Gestellte Aufgabe 1 = Gib bitte Zeilen der Datensätze unverändert wieder aus: Beginne bei der Zeile mit „Tag every instance of the player's hand“ und höre nach der Zeile mit „x=167 y=199“ auf.

Bereitgestellter Auszug =

══════════

Immer mehr Menschen machen sich abhängig von einer einzigen Kommunikationsplattform: Facebook. Sie verabreden sich, sie chatten, sie veröffentlichen Fotos und äußern ihre Meinung. Umso größer der Schock, wenn plötzlich alles weg ist oder erhebliche Lücken in den veröffentlichten Informationen klaffen. So geschehen dem Autor Jürgen Elsässer...
Facebook
© Annette Shaff/Shutterstock.com
George Orwell hätte gestaunt: Ein dubioser amerikanischer Computerkonzern verwaltet die sozialen Beziehungen von über einer Milliarde Menschen. Und die werden nicht etwa dazu gezwungen, sondern vertrauen ihre Gedanken, Fotos und Beziehungen ganz freiwillig dem Computernetzwerk an, bis sie komplett darauf angewiesen sind. Und dann sitzt der Konzern am Drücker - bei jedem Einzelnen und auch bei allen zusammen. Hat der Multi erst einmal genügend soziale Beziehungen aufgesaugt, gehen andere Plattformen ein, und die Menschen sind total abhängig.

══════════

Angezeigte Datensätze =
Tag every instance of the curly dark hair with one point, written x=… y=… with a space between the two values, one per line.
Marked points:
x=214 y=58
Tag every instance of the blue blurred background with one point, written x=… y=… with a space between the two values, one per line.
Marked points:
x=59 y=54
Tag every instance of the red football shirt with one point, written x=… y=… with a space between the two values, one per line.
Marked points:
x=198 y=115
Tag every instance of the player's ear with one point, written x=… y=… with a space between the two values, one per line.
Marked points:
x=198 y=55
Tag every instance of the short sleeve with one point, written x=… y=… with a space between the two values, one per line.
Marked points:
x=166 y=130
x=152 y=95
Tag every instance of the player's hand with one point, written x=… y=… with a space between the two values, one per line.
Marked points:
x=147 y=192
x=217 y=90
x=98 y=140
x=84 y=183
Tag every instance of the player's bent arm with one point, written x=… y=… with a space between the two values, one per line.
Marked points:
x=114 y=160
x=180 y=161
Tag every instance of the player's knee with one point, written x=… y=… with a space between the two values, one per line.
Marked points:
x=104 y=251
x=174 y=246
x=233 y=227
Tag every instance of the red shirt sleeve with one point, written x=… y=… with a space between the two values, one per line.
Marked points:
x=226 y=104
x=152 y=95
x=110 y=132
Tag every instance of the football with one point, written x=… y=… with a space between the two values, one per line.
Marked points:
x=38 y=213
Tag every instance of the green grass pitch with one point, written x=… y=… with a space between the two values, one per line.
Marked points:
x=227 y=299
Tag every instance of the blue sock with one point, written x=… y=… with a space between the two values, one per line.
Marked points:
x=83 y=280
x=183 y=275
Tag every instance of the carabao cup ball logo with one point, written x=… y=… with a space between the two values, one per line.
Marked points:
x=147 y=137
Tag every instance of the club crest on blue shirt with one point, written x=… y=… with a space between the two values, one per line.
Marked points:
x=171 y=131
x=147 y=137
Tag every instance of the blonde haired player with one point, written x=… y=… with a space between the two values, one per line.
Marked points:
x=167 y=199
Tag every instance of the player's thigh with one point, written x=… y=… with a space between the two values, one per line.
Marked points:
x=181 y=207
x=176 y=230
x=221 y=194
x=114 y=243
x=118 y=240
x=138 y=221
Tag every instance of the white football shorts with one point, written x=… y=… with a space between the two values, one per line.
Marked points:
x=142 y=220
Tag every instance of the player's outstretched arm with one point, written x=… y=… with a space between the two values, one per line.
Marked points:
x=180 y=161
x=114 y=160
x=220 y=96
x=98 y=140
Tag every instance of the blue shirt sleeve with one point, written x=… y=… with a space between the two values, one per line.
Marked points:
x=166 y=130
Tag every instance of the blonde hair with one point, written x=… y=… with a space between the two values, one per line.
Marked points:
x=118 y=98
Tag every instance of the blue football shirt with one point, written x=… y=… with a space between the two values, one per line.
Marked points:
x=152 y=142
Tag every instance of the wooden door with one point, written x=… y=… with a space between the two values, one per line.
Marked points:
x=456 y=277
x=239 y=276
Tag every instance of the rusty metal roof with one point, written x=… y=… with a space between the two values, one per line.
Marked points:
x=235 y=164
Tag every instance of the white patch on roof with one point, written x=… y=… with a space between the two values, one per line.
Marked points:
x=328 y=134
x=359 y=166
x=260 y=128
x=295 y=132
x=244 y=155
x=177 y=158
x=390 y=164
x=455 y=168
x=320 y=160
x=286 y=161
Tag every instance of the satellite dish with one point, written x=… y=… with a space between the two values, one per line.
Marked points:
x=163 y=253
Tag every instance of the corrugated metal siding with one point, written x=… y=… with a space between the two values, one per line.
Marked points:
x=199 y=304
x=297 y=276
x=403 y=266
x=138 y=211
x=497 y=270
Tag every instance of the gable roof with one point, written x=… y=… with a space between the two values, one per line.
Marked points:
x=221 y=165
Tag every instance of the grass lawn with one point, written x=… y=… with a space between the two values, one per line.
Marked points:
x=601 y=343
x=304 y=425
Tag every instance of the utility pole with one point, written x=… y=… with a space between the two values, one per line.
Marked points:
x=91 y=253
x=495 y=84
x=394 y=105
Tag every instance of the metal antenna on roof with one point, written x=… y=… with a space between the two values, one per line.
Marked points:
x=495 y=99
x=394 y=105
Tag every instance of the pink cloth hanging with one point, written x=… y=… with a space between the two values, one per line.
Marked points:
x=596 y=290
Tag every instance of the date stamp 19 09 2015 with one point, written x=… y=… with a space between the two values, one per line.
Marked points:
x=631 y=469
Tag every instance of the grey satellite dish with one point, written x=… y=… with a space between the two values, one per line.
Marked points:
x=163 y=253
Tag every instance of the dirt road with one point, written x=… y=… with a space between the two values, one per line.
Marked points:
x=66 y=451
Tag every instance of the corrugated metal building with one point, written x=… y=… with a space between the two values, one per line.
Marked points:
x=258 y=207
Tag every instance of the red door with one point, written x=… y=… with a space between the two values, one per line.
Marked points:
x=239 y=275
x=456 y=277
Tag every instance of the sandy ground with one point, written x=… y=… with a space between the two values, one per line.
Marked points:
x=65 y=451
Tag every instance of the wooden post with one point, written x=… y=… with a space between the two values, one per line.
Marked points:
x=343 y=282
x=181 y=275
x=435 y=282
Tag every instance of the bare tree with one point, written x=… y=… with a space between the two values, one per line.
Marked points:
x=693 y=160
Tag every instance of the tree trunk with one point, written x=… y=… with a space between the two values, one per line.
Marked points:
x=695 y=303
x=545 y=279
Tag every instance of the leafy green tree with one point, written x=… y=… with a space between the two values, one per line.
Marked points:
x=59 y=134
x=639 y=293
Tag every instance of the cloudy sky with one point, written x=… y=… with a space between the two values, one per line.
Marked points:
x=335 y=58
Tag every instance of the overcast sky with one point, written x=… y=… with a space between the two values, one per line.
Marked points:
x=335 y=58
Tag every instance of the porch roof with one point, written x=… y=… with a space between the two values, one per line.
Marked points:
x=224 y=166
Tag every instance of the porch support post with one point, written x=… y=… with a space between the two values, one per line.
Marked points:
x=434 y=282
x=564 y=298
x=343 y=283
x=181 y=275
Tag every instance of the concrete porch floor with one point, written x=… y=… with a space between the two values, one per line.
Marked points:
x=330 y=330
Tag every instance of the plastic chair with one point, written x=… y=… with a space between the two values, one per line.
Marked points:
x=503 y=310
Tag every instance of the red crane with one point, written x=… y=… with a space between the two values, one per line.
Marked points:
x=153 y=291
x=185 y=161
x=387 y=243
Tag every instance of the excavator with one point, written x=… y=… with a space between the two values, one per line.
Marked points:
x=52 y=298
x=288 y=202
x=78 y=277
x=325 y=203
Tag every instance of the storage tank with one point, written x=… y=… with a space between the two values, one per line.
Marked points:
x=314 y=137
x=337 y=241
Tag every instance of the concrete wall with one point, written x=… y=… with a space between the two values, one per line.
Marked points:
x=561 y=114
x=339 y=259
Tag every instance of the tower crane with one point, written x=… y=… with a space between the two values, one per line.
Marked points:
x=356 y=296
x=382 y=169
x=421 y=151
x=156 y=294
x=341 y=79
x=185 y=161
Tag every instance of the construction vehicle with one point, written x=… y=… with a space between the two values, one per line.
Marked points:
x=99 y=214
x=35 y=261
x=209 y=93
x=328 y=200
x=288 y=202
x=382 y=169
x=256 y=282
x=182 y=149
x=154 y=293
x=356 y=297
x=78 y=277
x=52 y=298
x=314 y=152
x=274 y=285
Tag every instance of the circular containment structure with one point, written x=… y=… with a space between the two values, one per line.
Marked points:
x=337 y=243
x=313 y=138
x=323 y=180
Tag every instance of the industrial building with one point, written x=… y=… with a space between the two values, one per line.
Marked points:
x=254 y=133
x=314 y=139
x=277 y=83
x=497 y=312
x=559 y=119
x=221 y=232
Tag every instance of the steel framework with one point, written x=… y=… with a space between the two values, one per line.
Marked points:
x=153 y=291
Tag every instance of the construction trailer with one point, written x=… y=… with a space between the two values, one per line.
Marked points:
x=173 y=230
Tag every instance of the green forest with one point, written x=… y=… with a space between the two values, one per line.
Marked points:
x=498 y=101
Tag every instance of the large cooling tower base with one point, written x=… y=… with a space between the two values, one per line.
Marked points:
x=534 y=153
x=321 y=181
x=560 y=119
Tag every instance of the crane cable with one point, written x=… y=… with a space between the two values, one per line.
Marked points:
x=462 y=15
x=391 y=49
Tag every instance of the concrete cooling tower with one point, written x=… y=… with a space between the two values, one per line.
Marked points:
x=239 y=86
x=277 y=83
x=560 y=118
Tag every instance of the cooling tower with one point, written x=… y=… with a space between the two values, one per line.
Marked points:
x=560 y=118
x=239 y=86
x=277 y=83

══════════

Gestellte Aufgabe 2 =
Beantworte zum Text über Facebook diese Fragen:
(a) Welcher Autor wird im ersten Absatz namentlich genannt?
(b) Von wie vielen Menschen verwaltet der Computerkonzern laut Text die sozialen Beziehungen?
(c) Welcher Schriftsteller hätte laut Text gestaunt?

Vollständige Antwort 1 =
Tag every instance of the player's hand with one point, written x=… y=… with a space between the two values, one per line.
Marked points:
x=147 y=192
x=217 y=90
x=98 y=140
x=84 y=183
Tag every instance of the player's bent arm with one point, written x=… y=… with a space between the two values, one per line.
Marked points:
x=114 y=160
x=180 y=161
Tag every instance of the player's knee with one point, written x=… y=… with a space between the two values, one per line.
Marked points:
x=104 y=251
x=174 y=246
x=233 y=227
Tag every instance of the red shirt sleeve with one point, written x=… y=… with a space between the two values, one per line.
Marked points:
x=226 y=104
x=152 y=95
x=110 y=132
Tag every instance of the football with one point, written x=… y=… with a space between the two values, one per line.
Marked points:
x=38 y=213
Tag every instance of the green grass pitch with one point, written x=… y=… with a space between the two values, one per line.
Marked points:
x=227 y=299
Tag every instance of the blue sock with one point, written x=… y=… with a space between the two values, one per line.
Marked points:
x=83 y=280
x=183 y=275
Tag every instance of the carabao cup ball logo with one point, written x=… y=… with a space between the two values, one per line.
Marked points:
x=147 y=137
Tag every instance of the club crest on blue shirt with one point, written x=… y=… with a space between the two values, one per line.
Marked points:
x=171 y=131
x=147 y=137
Tag every instance of the blonde haired player with one point, written x=… y=… with a space between the two values, one per line.
Marked points:
x=167 y=199

Vollständige Antwort 2 =
(a) Jürgen Elsässer
(b) Von über einer Milliarde Menschen
(c) George Orwell